═══ Records shown

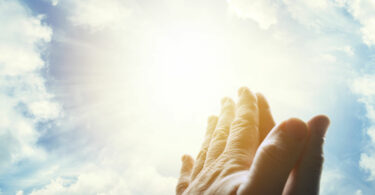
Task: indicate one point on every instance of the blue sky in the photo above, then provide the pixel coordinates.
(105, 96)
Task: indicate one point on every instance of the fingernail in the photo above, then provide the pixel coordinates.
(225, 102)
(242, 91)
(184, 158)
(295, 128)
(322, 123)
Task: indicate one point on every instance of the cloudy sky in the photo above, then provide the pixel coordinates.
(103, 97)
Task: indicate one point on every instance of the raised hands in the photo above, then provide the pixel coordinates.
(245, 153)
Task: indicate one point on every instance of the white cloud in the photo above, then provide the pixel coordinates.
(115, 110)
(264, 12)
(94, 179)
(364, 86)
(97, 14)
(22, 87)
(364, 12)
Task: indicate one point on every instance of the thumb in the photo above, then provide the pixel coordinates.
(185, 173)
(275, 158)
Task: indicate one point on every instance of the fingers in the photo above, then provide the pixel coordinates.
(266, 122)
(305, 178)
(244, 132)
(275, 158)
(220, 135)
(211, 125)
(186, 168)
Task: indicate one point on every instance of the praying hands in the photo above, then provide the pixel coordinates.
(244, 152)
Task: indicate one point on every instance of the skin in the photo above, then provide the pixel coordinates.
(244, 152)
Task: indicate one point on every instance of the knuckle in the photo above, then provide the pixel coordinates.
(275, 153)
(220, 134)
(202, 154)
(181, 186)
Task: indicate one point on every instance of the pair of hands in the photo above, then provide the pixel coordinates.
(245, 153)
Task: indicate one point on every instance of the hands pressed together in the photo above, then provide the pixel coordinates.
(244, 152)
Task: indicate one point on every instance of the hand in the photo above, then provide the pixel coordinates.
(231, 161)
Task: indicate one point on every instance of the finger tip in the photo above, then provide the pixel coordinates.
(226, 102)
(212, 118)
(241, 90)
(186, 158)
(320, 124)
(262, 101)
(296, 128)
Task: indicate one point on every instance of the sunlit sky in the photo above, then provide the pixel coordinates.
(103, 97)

══════
═══ Records shown

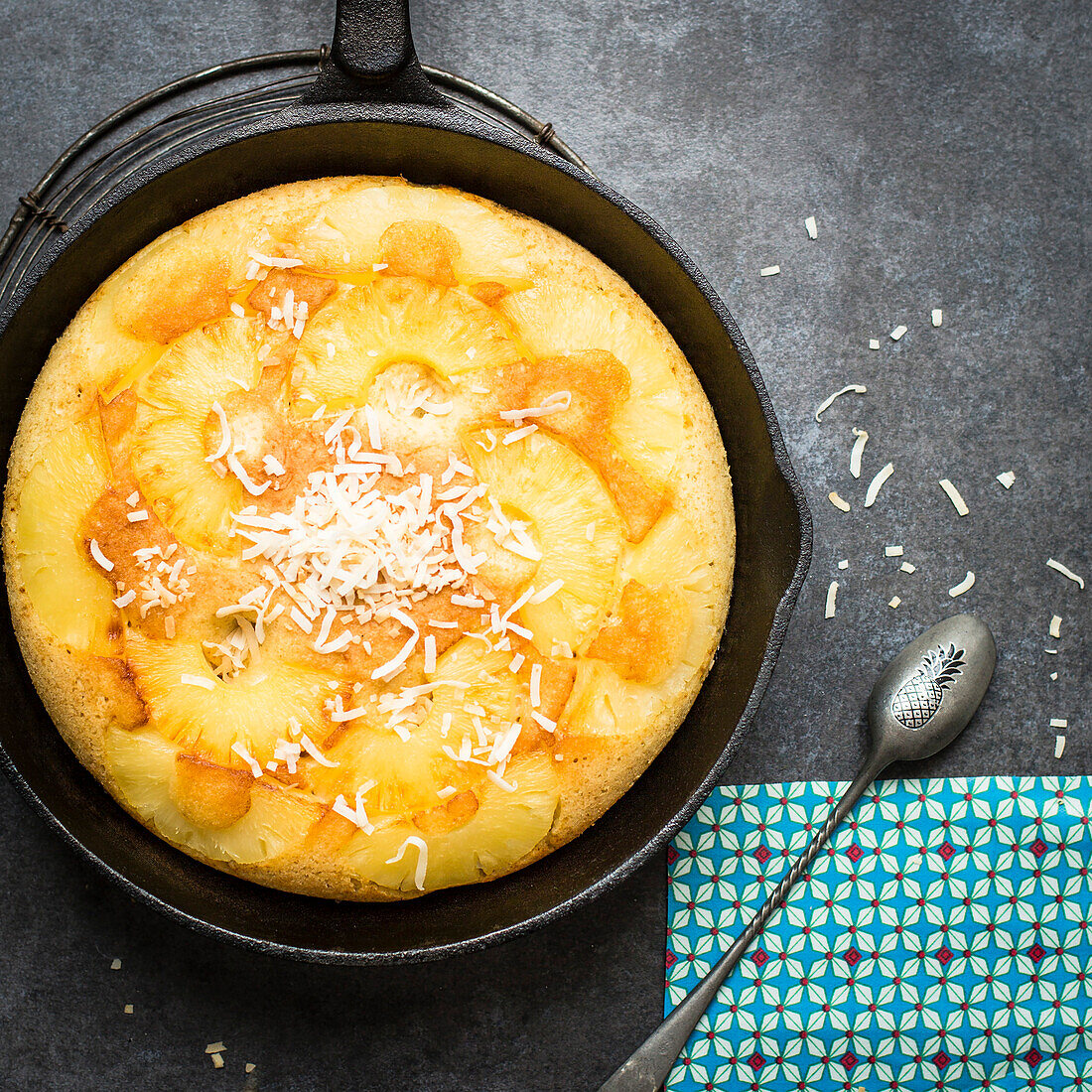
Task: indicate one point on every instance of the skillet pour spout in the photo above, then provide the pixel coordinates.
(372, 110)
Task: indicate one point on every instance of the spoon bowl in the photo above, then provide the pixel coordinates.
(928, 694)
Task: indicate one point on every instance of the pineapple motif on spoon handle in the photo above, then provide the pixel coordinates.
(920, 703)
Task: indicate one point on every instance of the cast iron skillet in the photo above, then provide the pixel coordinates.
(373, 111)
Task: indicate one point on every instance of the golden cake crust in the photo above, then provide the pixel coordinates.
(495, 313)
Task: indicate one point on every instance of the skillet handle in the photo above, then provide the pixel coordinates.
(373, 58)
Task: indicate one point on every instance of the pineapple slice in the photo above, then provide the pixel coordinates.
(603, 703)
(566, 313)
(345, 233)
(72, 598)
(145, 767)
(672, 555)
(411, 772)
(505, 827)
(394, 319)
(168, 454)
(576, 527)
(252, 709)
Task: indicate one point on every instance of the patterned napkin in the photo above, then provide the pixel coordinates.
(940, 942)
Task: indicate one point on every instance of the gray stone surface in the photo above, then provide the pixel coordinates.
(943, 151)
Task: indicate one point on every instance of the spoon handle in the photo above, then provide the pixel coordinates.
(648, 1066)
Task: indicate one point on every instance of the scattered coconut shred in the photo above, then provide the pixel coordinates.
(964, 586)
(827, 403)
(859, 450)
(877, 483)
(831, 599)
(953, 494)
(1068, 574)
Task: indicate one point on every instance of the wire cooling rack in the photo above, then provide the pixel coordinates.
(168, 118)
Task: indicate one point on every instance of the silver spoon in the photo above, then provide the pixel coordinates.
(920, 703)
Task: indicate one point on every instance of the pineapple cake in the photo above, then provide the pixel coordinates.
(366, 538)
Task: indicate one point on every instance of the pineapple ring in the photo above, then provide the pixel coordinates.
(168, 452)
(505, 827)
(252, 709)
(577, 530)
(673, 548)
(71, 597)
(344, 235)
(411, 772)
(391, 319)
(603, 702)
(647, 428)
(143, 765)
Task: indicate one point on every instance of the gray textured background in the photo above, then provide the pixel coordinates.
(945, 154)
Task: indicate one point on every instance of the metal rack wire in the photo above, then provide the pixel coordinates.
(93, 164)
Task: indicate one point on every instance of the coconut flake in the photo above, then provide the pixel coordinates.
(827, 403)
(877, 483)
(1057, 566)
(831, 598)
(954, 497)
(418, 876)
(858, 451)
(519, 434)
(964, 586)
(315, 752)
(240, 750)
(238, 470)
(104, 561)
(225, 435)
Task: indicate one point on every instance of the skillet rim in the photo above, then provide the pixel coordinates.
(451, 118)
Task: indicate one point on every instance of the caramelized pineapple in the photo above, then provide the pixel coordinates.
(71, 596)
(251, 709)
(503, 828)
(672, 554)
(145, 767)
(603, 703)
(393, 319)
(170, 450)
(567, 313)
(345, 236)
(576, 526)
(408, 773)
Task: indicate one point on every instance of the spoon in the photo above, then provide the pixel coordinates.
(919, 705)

══════
═══ Records shown

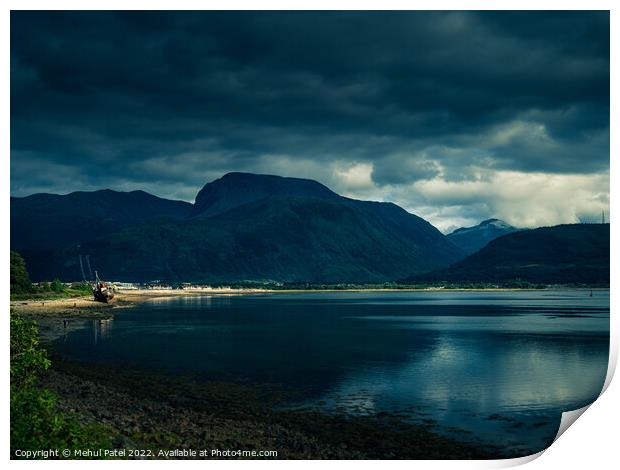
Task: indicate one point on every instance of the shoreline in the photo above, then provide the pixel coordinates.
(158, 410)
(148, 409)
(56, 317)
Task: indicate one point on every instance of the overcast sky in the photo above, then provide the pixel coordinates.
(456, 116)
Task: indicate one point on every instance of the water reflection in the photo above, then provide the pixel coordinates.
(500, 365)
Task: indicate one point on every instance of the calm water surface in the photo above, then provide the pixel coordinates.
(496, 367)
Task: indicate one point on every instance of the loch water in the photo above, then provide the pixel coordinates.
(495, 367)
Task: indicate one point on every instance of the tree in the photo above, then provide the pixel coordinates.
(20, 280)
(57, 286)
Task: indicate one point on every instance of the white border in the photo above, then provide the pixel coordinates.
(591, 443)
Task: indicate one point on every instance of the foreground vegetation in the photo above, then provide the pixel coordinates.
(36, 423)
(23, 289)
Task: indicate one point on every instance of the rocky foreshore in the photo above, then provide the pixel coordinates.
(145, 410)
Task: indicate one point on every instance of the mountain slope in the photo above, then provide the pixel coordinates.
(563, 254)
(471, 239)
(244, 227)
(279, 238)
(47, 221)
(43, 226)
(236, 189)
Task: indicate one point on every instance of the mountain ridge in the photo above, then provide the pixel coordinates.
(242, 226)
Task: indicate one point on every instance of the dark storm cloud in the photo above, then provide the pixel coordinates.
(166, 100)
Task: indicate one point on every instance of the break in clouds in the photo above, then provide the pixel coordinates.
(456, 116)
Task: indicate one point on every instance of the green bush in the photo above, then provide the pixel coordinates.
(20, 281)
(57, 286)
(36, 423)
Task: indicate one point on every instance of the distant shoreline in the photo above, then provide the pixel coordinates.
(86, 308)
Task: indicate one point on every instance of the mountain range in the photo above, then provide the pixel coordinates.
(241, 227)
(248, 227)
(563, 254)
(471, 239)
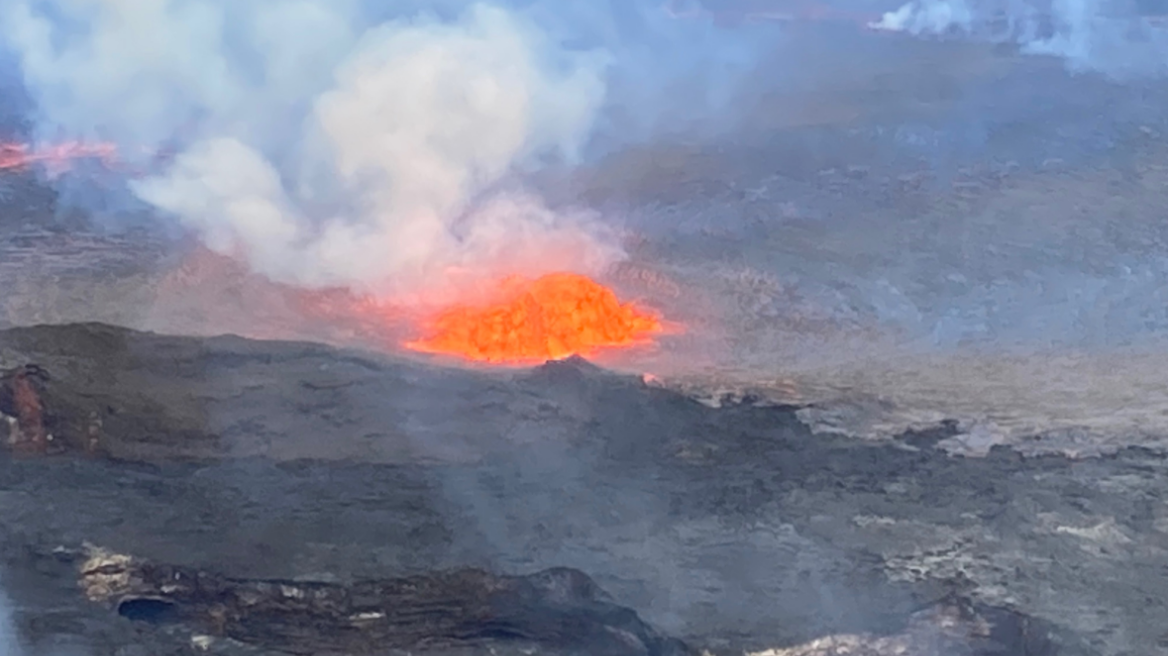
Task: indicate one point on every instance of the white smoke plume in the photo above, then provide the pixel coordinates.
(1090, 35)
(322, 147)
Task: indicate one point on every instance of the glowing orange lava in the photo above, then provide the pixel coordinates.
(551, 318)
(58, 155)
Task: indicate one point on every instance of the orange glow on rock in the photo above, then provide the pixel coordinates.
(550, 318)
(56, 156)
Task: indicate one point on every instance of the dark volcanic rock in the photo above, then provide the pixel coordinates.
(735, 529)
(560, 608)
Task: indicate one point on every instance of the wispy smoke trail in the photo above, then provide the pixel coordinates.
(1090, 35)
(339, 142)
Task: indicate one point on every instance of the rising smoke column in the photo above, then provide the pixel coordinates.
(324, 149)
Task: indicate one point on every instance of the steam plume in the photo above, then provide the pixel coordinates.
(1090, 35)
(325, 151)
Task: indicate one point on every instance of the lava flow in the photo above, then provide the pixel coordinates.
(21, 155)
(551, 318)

══════

◆ Directions
From the lines above, select every line that contains the string "lava" and copy each one. Matching is case-sensitive.

◆ Full solution
Task: indicate one point on every instance of the glowing orange lava in the photo above, then provide the pixel coordinates.
Task: indicate one point on every instance of the lava flow in the photo above, then provide the pixel coordinates.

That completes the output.